Output all records exactly, with no images.

- **Stored records**:
/---
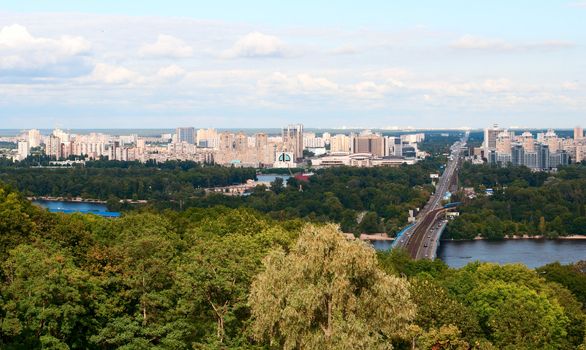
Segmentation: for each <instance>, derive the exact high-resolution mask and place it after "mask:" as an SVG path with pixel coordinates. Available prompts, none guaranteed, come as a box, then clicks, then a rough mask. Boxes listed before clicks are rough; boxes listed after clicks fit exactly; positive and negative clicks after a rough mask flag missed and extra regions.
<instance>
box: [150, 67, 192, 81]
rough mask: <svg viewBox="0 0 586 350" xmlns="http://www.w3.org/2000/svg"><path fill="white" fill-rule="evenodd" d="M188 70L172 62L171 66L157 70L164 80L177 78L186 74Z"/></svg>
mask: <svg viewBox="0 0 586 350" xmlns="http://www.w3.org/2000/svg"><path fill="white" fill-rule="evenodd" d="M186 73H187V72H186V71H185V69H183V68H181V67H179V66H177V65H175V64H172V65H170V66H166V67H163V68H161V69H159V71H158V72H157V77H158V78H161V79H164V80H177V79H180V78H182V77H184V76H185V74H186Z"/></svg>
\---
- **SOLUTION TO THIS TASK**:
Segmentation: for each <instance>, derive the exact high-resolution mask and place it after "mask:" as an SVG path with pixel coordinates. Available prompts, none guaranteed, come as a box, then clicks, then a rough mask. Boxes listed before clicks are rough; boxes listed after clicks fit exactly; positive and negative clicks after a rough mask flag missed and extra regions.
<instance>
box: [150, 67, 192, 81]
rough mask: <svg viewBox="0 0 586 350" xmlns="http://www.w3.org/2000/svg"><path fill="white" fill-rule="evenodd" d="M188 70L172 62L171 66L157 70L164 80L177 78L186 74Z"/></svg>
mask: <svg viewBox="0 0 586 350" xmlns="http://www.w3.org/2000/svg"><path fill="white" fill-rule="evenodd" d="M186 73H187V72H186V71H185V69H183V68H181V67H179V66H177V65H175V64H172V65H170V66H166V67H163V68H161V69H159V71H158V72H157V77H158V78H161V79H164V80H177V79H180V78H182V77H184V76H185V74H186Z"/></svg>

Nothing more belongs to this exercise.